Written task: Convert the records below into a JSON list of strings, one string for each line and no blank lines. Leave the pictures out.

# # # # #

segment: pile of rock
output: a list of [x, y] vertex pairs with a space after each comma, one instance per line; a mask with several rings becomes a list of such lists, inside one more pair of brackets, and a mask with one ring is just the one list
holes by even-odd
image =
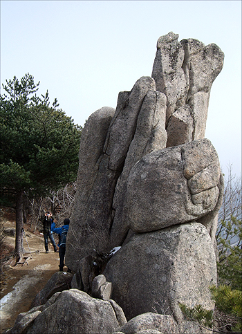
[[161, 37], [151, 77], [88, 119], [67, 237], [72, 288], [21, 317], [37, 315], [28, 333], [206, 333], [179, 304], [214, 308], [223, 180], [204, 136], [224, 55], [178, 38]]

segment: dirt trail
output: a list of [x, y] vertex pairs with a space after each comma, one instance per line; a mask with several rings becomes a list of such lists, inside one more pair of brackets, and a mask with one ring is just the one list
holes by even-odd
[[[4, 226], [15, 228], [15, 223], [7, 221]], [[24, 265], [14, 266], [14, 261], [10, 262], [8, 268], [3, 270], [0, 292], [1, 333], [13, 326], [19, 313], [30, 309], [36, 295], [59, 270], [59, 253], [54, 252], [50, 241], [49, 252], [46, 253], [44, 236], [31, 233], [26, 228], [24, 230], [26, 236], [24, 239], [24, 257], [32, 259], [28, 259]], [[15, 237], [7, 236], [4, 243], [8, 248], [14, 248], [15, 241]], [[64, 270], [66, 270], [64, 267]]]

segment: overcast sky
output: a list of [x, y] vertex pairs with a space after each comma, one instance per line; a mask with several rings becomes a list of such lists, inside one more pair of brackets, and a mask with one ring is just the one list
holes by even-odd
[[[223, 171], [241, 174], [240, 1], [1, 1], [1, 83], [29, 73], [75, 124], [151, 75], [160, 36], [195, 38], [225, 53], [205, 137]], [[1, 90], [1, 93], [3, 91]]]

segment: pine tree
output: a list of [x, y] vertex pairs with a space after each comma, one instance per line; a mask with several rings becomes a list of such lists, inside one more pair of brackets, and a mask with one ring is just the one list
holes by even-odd
[[[16, 207], [17, 259], [21, 257], [25, 196], [44, 196], [75, 180], [81, 127], [50, 106], [48, 91], [37, 97], [39, 82], [29, 73], [3, 85], [0, 100], [1, 198]], [[4, 202], [2, 202], [4, 204]]]

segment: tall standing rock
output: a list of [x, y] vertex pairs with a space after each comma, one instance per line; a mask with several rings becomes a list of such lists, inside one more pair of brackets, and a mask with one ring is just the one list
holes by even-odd
[[157, 91], [167, 98], [167, 123], [175, 110], [185, 104], [189, 88], [182, 68], [185, 52], [178, 37], [170, 32], [158, 39], [151, 75]]
[[[77, 270], [80, 260], [89, 255], [94, 248], [106, 252], [112, 248], [109, 236], [115, 214], [112, 205], [118, 178], [137, 127], [142, 133], [140, 139], [144, 137], [142, 152], [137, 158], [133, 157], [129, 169], [142, 154], [165, 146], [165, 101], [164, 94], [156, 92], [153, 79], [142, 77], [130, 92], [120, 93], [114, 115], [113, 109], [104, 107], [89, 118], [82, 134], [78, 190], [67, 239], [66, 263], [73, 270]], [[140, 126], [137, 124], [138, 119]], [[149, 131], [142, 129], [145, 121]], [[92, 155], [90, 147], [95, 145], [98, 149]], [[122, 226], [122, 223], [120, 226]], [[113, 230], [114, 235], [115, 226]], [[113, 244], [116, 245], [115, 238]]]

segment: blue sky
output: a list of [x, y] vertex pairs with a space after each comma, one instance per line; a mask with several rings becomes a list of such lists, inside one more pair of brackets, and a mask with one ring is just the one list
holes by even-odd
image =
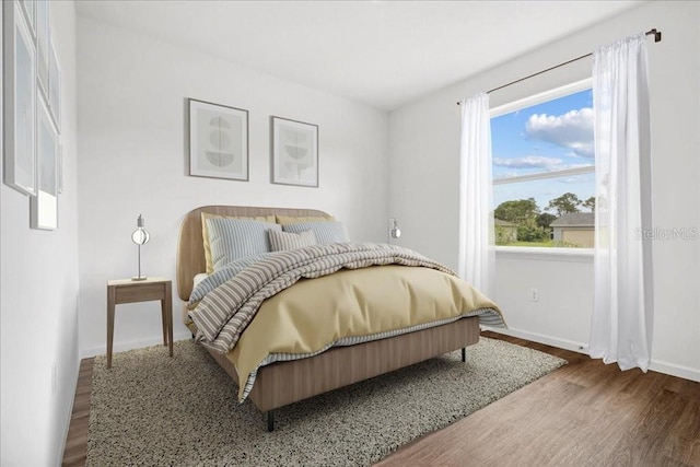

# # # # #

Response:
[
  "segment: pile of rock",
  "output: a list of [x, y] vertex pairs with a space after each comma, one instance per line; a mask with several rings becomes a list of such lists, inside one more pair of brackets, and a mask with one ring is just the one list",
  "holes by even-odd",
  "image =",
  "[[161, 37], [151, 77], [88, 119], [67, 237], [72, 288], [21, 317], [37, 315], [28, 333], [206, 333], [179, 304], [214, 308], [223, 180], [204, 136], [224, 55], [178, 38]]",
  "segment: dirt trail",
  "output: a list of [x, y] vertex pairs with a space after each comma, one instance per line; a mask with several rings becomes a list of such lists, inside one more pair of brackets, and a mask with one ring is just the one list",
  "holes by even-odd",
  "[[[4, 226], [15, 228], [15, 223], [7, 221]], [[24, 265], [14, 266], [14, 261], [10, 262], [8, 268], [3, 270], [0, 292], [1, 333], [13, 326], [19, 313], [30, 309], [36, 295], [59, 270], [59, 253], [54, 252], [50, 241], [49, 252], [46, 253], [44, 236], [31, 233], [26, 228], [24, 230], [26, 236], [24, 239], [24, 257], [32, 259], [28, 259]], [[15, 237], [7, 236], [4, 243], [8, 248], [14, 248], [15, 241]], [[64, 270], [66, 270], [64, 267]]]",
  "segment: overcast sky",
  "output: a list of [x, y] vertex pairs with a space after each comma, one instance per line; a mask with several rings becomes a list of such lists, inside one more pair of brackets, and a mask with one ring is just the one list",
  "holes by even-odd",
  "[[[223, 171], [241, 174], [240, 1], [1, 1], [1, 83], [29, 73], [75, 124], [151, 75], [160, 36], [195, 38], [225, 53], [205, 137]], [[1, 90], [1, 93], [3, 91]]]",
  "segment: pine tree",
  "output: a list of [x, y] vertex pairs with a space after each comma, one instance per line; a mask with several rings becomes a list of such lists, inside one more pair of brackets, and a mask with one ring is just the one list",
  "holes by even-odd",
  "[[[16, 207], [17, 259], [21, 257], [25, 196], [44, 196], [75, 180], [81, 127], [50, 106], [48, 91], [37, 97], [39, 82], [29, 73], [3, 85], [0, 100], [1, 198]], [[4, 202], [2, 202], [4, 204]]]",
  "segment: tall standing rock",
  "output: a list of [x, y] vertex pairs with a space after each comma, one instance per line; a mask with several rings becomes a list of such lists, inside one more pair of brackets, and a mask with one ring is just the one list",
  "holes by even-odd",
  "[[157, 91], [167, 98], [167, 123], [175, 110], [185, 104], [189, 88], [182, 68], [185, 52], [178, 37], [170, 32], [158, 39], [151, 75]]",
  "[[[77, 270], [80, 260], [89, 255], [94, 248], [106, 252], [112, 248], [109, 236], [115, 214], [112, 205], [118, 178], [137, 127], [142, 133], [140, 139], [144, 137], [142, 152], [137, 158], [133, 157], [129, 169], [142, 154], [165, 146], [165, 101], [164, 94], [156, 92], [153, 79], [142, 77], [130, 92], [120, 93], [114, 115], [113, 109], [104, 107], [89, 118], [82, 134], [78, 190], [67, 239], [66, 263], [73, 270]], [[140, 126], [137, 124], [138, 119]], [[149, 131], [142, 129], [145, 121]], [[92, 155], [90, 147], [95, 145], [98, 149]], [[122, 226], [122, 223], [120, 226]], [[113, 230], [114, 235], [115, 226]], [[113, 244], [116, 245], [115, 238]]]",
  "segment: blue sky",
  "output: a list of [x, y] vertex pairs with a space after each comma, one instance per line; a mask with several rings becomes a list of such lists, inside one more pair of brackets, and a mask with one ring is just the one list",
  "holes by even-odd",
  "image ="
]